From the start of the items through the line containing "[[[177,187],[176,185],[171,188],[171,230],[178,229],[177,223]]]", swap "railing post" for "fence post" and keep everything else the same.

....................

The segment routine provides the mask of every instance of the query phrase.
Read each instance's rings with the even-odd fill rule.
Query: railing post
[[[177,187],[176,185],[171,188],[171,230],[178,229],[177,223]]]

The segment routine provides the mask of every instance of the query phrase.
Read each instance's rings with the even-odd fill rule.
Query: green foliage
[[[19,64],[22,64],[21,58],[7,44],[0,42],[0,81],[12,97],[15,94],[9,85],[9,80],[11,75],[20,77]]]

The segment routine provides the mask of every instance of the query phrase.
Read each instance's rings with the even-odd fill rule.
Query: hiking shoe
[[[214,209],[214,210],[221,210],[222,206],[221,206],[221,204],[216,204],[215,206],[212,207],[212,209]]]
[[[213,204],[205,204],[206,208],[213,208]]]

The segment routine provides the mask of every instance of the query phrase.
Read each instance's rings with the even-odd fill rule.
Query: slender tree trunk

....................

▸ Completed exercise
The segment routine provides the mask of every instance of the query phrase.
Read each instance's rings with the even-odd fill rule.
Query: fence post
[[[177,187],[176,185],[171,188],[171,230],[178,229],[177,223]]]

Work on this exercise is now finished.